- **Given task**: Count the lines of the records below that contain the string "boulder", and reply with only that number.

begin Record excerpts

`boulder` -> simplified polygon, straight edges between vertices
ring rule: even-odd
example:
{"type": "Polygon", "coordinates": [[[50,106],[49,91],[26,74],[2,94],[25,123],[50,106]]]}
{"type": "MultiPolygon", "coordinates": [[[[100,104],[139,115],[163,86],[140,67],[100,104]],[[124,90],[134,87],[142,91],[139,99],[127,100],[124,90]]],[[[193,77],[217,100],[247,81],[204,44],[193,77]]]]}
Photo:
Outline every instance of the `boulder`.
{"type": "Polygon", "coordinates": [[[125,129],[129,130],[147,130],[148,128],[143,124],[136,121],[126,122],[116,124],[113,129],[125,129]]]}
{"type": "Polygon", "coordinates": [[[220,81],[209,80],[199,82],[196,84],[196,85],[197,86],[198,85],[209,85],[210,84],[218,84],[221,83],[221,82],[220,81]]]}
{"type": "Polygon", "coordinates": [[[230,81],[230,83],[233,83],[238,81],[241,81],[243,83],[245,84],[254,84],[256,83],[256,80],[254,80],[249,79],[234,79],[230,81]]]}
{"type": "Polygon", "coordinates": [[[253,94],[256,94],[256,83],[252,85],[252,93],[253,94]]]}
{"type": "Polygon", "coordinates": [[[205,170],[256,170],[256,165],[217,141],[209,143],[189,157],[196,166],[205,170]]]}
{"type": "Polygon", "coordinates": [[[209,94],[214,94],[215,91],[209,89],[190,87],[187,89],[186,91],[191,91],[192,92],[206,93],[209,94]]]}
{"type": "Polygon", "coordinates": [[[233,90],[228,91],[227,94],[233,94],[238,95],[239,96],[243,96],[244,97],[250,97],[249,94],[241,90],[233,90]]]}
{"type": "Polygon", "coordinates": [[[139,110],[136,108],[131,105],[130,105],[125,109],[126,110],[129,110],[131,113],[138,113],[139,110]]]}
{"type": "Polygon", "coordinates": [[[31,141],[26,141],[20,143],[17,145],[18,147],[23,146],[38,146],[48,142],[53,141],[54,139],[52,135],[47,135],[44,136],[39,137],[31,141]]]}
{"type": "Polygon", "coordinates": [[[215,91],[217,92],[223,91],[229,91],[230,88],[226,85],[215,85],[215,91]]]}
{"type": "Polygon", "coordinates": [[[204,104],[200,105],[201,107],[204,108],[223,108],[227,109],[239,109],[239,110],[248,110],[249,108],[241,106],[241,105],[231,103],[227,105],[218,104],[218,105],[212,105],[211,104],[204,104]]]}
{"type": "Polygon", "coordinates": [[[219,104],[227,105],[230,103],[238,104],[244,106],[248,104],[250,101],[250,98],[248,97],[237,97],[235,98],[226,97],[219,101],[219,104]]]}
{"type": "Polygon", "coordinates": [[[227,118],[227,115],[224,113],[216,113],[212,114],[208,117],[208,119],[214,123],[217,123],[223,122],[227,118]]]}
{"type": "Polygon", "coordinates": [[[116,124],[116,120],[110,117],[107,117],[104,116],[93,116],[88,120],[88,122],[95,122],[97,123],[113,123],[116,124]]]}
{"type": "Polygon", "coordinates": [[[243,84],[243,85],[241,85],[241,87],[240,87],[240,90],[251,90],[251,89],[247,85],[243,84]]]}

end Record excerpts

- **Result**: 2